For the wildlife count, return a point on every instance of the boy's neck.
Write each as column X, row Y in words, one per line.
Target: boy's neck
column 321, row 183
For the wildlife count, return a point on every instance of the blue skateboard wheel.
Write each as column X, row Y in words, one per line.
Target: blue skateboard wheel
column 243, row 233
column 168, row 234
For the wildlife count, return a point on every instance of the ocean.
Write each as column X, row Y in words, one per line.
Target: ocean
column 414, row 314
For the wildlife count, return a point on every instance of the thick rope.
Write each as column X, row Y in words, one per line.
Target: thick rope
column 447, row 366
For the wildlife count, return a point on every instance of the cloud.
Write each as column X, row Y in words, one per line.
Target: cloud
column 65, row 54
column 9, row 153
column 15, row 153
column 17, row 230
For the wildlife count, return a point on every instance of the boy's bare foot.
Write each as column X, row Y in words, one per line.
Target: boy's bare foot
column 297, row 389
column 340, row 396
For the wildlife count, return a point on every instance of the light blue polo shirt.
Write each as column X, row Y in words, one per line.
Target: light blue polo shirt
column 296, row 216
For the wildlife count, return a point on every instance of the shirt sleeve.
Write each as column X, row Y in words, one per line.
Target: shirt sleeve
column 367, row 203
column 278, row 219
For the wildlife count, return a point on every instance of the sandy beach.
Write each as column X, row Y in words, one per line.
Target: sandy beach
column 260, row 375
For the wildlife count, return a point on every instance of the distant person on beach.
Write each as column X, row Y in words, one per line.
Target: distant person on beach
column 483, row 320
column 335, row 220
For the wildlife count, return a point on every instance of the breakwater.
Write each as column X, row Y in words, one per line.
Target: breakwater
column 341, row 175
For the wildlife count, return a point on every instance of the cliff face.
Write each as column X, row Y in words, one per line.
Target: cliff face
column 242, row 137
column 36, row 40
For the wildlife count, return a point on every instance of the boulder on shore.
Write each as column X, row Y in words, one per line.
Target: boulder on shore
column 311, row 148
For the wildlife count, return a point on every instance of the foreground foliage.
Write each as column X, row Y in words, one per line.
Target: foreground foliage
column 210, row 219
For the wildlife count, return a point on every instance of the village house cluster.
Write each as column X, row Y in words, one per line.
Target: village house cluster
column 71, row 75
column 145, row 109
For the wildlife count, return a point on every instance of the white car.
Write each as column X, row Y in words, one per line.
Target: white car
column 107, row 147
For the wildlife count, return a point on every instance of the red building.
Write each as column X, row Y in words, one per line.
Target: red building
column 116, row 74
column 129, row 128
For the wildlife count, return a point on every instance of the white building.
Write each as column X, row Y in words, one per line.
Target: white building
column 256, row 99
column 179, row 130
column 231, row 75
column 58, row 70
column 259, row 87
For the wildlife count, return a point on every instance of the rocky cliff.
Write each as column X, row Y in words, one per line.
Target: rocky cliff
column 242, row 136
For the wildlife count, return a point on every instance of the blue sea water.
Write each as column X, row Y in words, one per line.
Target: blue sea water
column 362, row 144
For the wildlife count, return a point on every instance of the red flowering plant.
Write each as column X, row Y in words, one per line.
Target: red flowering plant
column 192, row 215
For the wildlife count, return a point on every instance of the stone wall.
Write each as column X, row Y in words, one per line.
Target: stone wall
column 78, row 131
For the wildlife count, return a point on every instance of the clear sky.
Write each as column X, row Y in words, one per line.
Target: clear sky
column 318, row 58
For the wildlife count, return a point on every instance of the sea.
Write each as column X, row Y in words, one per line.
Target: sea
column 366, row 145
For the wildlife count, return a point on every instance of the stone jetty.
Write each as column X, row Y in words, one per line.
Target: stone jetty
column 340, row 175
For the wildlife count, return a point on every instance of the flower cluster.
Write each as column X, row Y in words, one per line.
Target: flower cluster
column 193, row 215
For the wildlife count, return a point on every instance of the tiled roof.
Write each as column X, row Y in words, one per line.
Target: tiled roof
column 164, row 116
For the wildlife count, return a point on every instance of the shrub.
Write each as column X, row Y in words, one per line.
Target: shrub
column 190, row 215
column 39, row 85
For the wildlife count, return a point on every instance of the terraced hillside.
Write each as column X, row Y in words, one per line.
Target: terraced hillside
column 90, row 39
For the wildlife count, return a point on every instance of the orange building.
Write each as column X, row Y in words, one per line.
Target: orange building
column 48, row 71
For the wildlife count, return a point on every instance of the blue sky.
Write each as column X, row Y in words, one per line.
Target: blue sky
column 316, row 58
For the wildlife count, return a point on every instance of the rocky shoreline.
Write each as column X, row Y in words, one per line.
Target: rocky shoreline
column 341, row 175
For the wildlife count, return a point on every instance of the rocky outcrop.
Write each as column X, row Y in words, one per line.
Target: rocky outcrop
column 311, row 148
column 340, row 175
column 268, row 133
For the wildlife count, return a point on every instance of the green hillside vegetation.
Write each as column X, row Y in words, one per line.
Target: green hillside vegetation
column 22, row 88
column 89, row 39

Written instruction: Reproduce all of the material above with "wildlife count" swapped out for "scene survey" everywhere it occurs. Keep everything else unchanged.

Answer to the exercise:
For the scene survey, return a point on every instance of the boy's neck.
Write each as column X, row Y in words, one per line.
Target: boy's neck
column 321, row 183
For the scene survey, return a point on every instance of the blue skateboard wheel.
Write each as column X, row Y in words, one per line.
Target: blue skateboard wheel
column 243, row 233
column 168, row 234
For the scene survey, return a point on every instance of the ocean.
Write each as column X, row Y in words, one per line.
Target: ocean
column 414, row 314
For the scene survey, return a point on every instance of the thick rope.
Write each as column X, row Y in words, one per line.
Target: thick rope
column 447, row 366
For the scene survey, return a point on every instance of the cloud.
Write each as column X, row Y in words, one per line.
Target: cloud
column 65, row 54
column 9, row 153
column 15, row 153
column 17, row 230
For the scene survey, return a point on every instance of the boy's bare foot.
Write each as column X, row Y in words, one per line.
Target: boy's bare foot
column 297, row 389
column 340, row 396
For the scene survey, return a point on every instance of the light blue polo shirt.
Write each as column X, row Y in words, one per line.
Target: light blue polo shirt
column 296, row 216
For the scene survey, return a point on every instance of the shirt sleeve.
Write each as column X, row Y in words, one per line.
Target: shirt sleeve
column 367, row 203
column 278, row 219
For the scene survey, return a point on every instance of the sandy beach.
Write each as column X, row Y in words, one per line.
Target: sandy beach
column 260, row 375
For the scene survey, return a point on every instance of the distant person on beach.
Write each as column X, row Y in words, one per line.
Target: distant person on beach
column 483, row 320
column 335, row 220
For the scene survey, return a point on every instance of the breakwater.
Write each as column X, row Y in words, one per line.
Target: breakwater
column 341, row 175
For the scene survey, return a point on every instance of the cliff face.
Write each as column X, row Y in words, one per line.
Target: cliff face
column 242, row 137
column 36, row 40
For the scene survey, return a point on every instance of the boulder on shore.
Write each as column X, row Y in words, one per line.
Target: boulder on shore
column 311, row 148
For the scene survey, return a point on every instance of the foreground foliage.
Write each as column X, row Y in words, one per line.
Target: foreground foliage
column 210, row 219
For the scene survey, return a point on every instance of the village house cluster.
Write each as column X, row Y in words, one per line.
Target: village house cluster
column 71, row 75
column 145, row 109
For the scene survey, return a point on every instance of the white car.
Write each as column X, row Y in words, one per line.
Target: white car
column 107, row 147
For the scene survey, return a point on every instance of the red building.
Write each as column X, row Y in words, one per line.
Target: red building
column 116, row 74
column 129, row 128
For the scene survey, return a point on every instance of the white building.
Write each as column X, row Y in words, one per line.
Target: white building
column 256, row 99
column 179, row 130
column 231, row 75
column 58, row 70
column 259, row 87
For the scene survey, return a point on every instance of the rocky cliff.
Write each as column X, row Y in words, one per line.
Target: rocky cliff
column 242, row 136
For the scene survey, return a point on every instance of the blue sea water.
Write each as column X, row Y in words, one per line.
Target: blue sea water
column 362, row 144
For the scene survey, return a point on every instance of the red flowering plant.
Write each as column X, row Y in words, one per line.
Target: red flowering plant
column 192, row 215
For the scene survey, return a point on every instance of the stone wall.
Write each as column X, row Y in words, one per line.
Target: stone wall
column 78, row 131
For the scene survey, return a point on every instance of the clear sky.
Write each as column X, row Y in words, one per line.
Target: clear sky
column 318, row 58
For the scene survey, return a point on every instance of the sea.
Write each as column X, row Y in words, one per line.
Target: sea
column 366, row 145
For the scene survey, return a point on every instance of the stone jetty.
Write each as column X, row Y in words, one per line.
Target: stone jetty
column 340, row 175
For the scene survey, return a point on every instance of the flower cluster.
Write each as column X, row Y in words, one per line.
Target: flower cluster
column 193, row 215
For the scene survey, return a point on every instance of the tiled roof.
Write each as column X, row Y in words, one per line.
Target: tiled roof
column 164, row 116
For the scene survey, return a point on every instance of the shrub.
Write each as column X, row Y in words, one per line.
Target: shrub
column 190, row 215
column 39, row 85
For the scene survey, return a point on every instance of the terraced hillside.
Write each as column X, row Y in words, one per line.
Target: terraced hillside
column 90, row 39
For the scene survey, return a point on every instance of the orange building.
Write each as column X, row Y in words, one per line.
Target: orange building
column 48, row 71
For the scene survey, return a point on every instance of the blue sky.
Write each as column X, row Y in words, one per line.
Target: blue sky
column 316, row 58
For the scene survey, return a point on every instance of the rocky shoreline.
Write each as column X, row Y in words, one per line.
Target: rocky shoreline
column 341, row 175
For the scene survey, return a point on every instance of the rocky outcrop.
Write each as column X, row Y in words, one per line.
Target: rocky outcrop
column 311, row 148
column 340, row 175
column 268, row 133
For the scene survey, return a point on every instance of the green hillside vegetation.
Write each as column X, row Y in words, one per line.
Target: green hillside vegetation
column 22, row 88
column 89, row 39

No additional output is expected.